>> start TEXT
- Location: County Galway, Ireland
- Nearest city: Mountbellew
- Coordinates: 53°30′00″N 8°29′51″W﻿ / ﻿53.5000°N 8.4975°W
- Area: 485.66 ha (1,200.1 acres)
- Established: 2017
- Governing body: National Parks and Wildlife Service

= Carrownagappul Bog =

Ecological site in County Galway, Ireland

The Carrownagappul Bog (Irish: Portach Ceathrú na gCapall) Special Area of Conservation or SAC is a Natura 2000 site in County Galway, close to the town of Mountbellew in County Galway, Ireland. The site qualifies for Special Area of Conservation status under three criteria: the presence of active raised bog, of degraded raised bogs still capable of natural regeneration, and of depressions on peat substrates of the Rhynchosporion.

== Location ==
The Carrownagappul Bog SAC is located approximately 3 km north of the town of Mountbellew in east County Galway, in the townlands of Ballynalahy, Carrownagannive, Carrownagappul, Cloonconore, Gunnode, Springlawn and Tully. Schedule 1 of the Statutory Instrument for this site (S.I. No. 140/2017) identifies it as encompassing an area of 485.66 hectares. A detailed map of the SAC area is included in the National Parks and Wildlife Service Conservation Objectives for the site. A satellite map (and illustrative video) of the bog is also available from the Carrownagappul project website, Galway's Living Bog.
>> end TEXT
>> start DATA
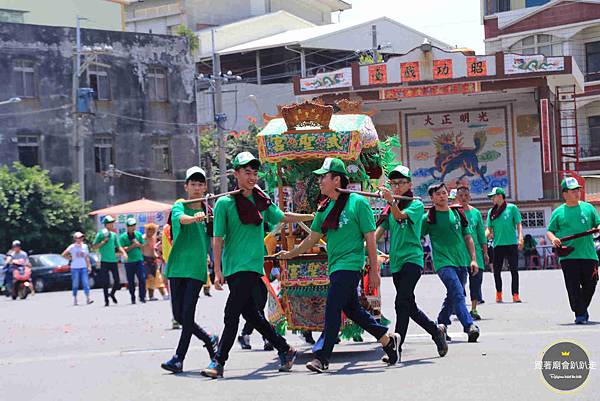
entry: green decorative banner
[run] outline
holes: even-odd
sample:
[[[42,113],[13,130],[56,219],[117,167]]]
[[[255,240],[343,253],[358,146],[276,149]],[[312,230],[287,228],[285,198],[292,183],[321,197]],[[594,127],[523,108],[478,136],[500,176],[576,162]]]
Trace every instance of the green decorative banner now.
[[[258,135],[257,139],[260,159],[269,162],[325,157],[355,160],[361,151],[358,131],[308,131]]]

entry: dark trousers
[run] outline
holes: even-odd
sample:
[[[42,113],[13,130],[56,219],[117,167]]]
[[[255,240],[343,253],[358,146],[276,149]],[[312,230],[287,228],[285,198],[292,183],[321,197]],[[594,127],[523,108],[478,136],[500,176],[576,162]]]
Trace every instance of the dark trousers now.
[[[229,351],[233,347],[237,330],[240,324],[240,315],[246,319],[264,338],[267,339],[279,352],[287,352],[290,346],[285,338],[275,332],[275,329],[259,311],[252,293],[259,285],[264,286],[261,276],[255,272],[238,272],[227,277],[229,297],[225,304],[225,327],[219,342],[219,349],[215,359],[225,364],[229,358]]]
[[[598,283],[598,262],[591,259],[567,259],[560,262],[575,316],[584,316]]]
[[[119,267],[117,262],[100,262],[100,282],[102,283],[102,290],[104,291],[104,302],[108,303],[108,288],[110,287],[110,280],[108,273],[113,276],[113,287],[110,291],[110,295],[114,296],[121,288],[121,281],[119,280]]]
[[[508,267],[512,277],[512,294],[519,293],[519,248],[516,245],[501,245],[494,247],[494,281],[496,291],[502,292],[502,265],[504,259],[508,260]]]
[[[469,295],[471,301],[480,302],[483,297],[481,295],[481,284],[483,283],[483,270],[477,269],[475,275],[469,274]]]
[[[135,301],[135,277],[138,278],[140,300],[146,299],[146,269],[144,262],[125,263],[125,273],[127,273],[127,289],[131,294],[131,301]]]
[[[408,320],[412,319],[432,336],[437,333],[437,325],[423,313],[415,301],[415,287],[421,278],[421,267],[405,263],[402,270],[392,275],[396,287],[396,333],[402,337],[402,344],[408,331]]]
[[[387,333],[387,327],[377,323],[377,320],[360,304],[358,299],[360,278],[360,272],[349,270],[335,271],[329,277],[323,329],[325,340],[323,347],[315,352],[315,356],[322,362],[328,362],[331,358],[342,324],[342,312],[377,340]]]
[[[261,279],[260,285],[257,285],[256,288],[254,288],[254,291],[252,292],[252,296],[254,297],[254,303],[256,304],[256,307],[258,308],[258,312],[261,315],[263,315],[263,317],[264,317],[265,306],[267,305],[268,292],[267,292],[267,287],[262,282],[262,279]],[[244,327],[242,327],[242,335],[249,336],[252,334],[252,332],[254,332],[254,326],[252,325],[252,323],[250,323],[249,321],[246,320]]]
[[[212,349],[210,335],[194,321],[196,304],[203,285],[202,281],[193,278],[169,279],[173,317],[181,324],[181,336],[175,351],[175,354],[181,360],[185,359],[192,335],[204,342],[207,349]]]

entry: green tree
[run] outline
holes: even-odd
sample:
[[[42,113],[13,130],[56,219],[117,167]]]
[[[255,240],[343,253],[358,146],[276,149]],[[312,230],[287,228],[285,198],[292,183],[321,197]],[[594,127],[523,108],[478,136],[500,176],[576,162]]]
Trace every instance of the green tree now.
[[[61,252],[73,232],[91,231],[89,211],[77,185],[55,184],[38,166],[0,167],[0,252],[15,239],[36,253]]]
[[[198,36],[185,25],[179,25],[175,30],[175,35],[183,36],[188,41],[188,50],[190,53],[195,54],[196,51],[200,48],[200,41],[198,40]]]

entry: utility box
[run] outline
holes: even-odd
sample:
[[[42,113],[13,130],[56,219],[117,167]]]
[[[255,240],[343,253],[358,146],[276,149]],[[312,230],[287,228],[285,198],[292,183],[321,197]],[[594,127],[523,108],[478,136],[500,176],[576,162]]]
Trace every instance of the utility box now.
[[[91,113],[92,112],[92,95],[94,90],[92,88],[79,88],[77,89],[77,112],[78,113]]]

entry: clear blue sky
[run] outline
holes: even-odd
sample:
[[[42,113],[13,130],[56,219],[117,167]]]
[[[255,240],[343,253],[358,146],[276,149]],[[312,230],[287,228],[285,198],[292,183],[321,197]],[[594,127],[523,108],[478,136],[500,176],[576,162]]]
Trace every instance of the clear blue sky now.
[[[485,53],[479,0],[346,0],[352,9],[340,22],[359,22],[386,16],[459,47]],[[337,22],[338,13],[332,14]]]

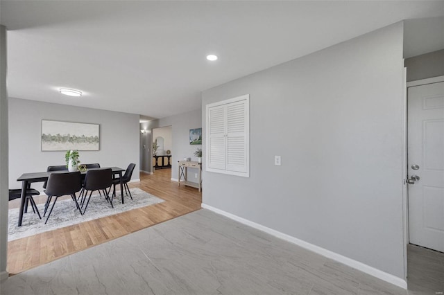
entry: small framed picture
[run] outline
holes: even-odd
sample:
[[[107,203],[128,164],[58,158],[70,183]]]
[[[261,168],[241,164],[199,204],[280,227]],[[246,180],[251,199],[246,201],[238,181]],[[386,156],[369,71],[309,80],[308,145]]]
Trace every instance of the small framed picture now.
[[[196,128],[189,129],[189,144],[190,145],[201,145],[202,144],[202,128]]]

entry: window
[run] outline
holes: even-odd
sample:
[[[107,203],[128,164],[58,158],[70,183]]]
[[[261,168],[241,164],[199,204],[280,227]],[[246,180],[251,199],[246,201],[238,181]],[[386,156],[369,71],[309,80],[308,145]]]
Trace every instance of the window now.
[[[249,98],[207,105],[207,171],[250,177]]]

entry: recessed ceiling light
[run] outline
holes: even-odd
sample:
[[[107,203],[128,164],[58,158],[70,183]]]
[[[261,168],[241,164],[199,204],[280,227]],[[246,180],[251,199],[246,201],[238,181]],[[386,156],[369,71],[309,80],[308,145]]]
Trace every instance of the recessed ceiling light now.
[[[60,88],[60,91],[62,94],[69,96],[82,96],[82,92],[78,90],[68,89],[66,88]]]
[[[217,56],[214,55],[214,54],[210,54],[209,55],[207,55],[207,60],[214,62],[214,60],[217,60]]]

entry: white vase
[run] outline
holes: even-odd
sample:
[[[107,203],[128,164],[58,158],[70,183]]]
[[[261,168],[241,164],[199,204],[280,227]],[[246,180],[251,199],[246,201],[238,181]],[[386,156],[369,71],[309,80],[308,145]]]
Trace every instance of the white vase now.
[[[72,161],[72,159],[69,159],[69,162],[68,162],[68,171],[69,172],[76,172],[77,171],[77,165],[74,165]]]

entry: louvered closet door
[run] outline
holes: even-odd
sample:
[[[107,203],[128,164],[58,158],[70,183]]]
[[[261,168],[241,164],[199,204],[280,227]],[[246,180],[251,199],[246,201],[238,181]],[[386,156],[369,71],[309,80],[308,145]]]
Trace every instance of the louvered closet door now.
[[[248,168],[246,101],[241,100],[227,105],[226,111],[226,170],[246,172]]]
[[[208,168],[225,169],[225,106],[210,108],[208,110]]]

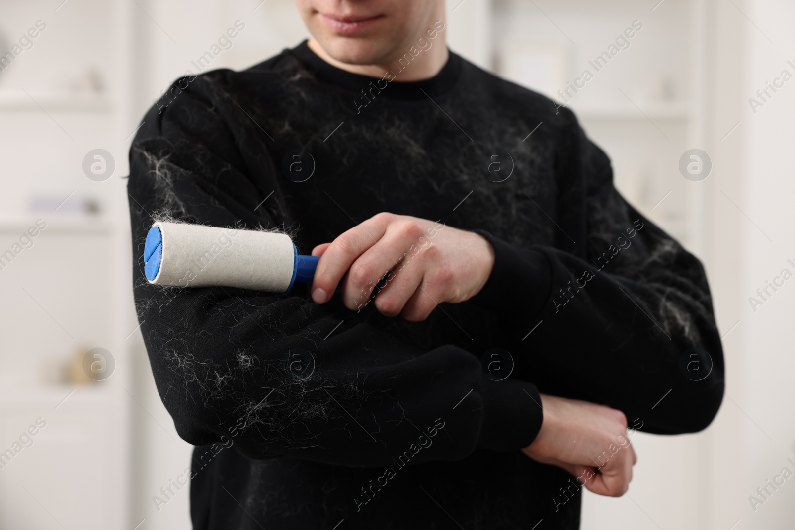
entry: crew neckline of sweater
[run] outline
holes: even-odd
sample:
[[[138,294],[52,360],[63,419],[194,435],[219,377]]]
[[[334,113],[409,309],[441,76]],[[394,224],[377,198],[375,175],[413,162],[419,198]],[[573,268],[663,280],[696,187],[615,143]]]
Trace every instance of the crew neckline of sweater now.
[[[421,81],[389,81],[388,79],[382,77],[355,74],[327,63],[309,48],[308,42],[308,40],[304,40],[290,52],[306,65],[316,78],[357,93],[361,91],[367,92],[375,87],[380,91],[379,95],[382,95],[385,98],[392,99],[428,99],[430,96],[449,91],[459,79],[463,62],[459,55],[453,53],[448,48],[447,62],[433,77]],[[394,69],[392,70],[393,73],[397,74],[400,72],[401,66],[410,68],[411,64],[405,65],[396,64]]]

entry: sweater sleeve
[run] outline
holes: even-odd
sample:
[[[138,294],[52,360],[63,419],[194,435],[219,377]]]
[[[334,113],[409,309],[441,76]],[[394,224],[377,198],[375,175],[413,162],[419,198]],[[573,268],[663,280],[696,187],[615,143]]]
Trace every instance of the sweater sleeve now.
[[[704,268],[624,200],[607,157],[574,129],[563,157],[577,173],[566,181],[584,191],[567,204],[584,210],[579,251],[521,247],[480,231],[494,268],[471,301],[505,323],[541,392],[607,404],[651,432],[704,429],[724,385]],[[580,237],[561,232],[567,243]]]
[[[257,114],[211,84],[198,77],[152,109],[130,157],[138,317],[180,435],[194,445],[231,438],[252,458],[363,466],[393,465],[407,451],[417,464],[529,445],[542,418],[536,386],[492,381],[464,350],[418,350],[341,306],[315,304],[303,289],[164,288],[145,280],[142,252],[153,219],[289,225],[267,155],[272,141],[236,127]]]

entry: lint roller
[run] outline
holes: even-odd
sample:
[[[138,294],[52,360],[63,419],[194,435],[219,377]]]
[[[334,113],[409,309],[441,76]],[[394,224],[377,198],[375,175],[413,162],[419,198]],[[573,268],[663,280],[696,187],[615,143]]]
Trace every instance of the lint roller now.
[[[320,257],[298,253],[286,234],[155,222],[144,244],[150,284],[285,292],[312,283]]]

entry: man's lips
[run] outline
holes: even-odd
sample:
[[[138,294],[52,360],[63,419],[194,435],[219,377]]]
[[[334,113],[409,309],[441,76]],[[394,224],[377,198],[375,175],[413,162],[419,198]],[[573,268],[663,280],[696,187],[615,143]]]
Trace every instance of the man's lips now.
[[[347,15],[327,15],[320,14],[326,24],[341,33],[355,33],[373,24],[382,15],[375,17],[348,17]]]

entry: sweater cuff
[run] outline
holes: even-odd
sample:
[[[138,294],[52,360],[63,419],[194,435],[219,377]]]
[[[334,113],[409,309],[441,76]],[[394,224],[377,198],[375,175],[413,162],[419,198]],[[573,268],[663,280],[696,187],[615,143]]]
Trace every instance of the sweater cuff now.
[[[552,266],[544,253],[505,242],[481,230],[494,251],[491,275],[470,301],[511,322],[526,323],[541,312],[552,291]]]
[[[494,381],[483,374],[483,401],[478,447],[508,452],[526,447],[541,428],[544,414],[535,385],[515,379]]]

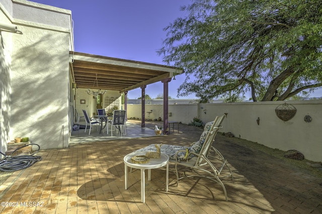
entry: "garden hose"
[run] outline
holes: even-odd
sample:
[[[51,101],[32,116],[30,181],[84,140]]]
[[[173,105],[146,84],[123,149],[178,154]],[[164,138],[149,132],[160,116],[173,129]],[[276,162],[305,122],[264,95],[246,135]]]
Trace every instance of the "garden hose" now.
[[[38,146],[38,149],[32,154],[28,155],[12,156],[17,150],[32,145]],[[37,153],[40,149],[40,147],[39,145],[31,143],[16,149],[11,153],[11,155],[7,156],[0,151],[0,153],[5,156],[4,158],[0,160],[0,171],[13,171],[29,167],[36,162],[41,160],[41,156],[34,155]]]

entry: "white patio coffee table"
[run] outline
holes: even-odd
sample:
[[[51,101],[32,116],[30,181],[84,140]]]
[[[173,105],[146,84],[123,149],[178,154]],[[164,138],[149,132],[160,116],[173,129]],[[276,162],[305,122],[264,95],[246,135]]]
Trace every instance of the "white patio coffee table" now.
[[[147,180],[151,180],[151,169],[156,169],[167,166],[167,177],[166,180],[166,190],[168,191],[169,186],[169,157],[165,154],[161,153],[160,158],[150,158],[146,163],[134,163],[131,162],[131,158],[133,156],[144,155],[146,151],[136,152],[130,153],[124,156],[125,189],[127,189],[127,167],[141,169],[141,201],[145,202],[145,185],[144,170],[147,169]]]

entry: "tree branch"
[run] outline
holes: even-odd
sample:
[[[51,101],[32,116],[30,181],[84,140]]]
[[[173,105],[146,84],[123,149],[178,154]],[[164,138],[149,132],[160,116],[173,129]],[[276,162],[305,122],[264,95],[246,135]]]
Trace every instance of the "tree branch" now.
>> end DATA
EXERCISES -
1/ Summarize the Carrownagappul Bog text in two sentences.
2/ Rename "Mountbellew" to "Mount Bellew" throughout the Carrownagappul Bog text, starting at "- Location: County" and ending at "of the Rhynchosporion.".
3/ In the Carrownagappul Bog text, which Statutory Instrument gives the site's area in its Schedule 1?

RESPONSES IN ORDER -
1/ Carrownagappul Bog is a Natura 2000 Special Area of Conservation in east County Galway, about 3 km north of Mountbellew, covering 485.66 hectares. It qualifies for that status because it contains active raised bog, degraded raised bogs still capable of natural regeneration, and depressions on peat substrates of the Rhynchosporion.

2/
- Location: County Galway, Ireland
- Nearest city: Mount Bellew
- Coordinates: 53°30′00″N 8°29′51″W﻿ / ﻿53.5000°N 8.4975°W
- Area: 485.66 ha (1,200.1 acres)
- Established: 2017
- Governing body: National Parks and Wildlife Service

= Carrownagappul Bog =

Ecological site in County Galway, Ireland

The Carrownagappul Bog (Irish: Portach Ceathrú na gCapall) Special Area of Conservation or SAC is a Natura 2000 site in County Galway, close to the town of Mount Bellew in County Galway, Ireland. The site qualifies for Special Area of Conservation status under three criteria: the presence of active raised bog, of degraded raised bogs still capable of natural regeneration, and of depressions on peat substrates of the Rhynchosporion.

3/ S.I. No. 140/2017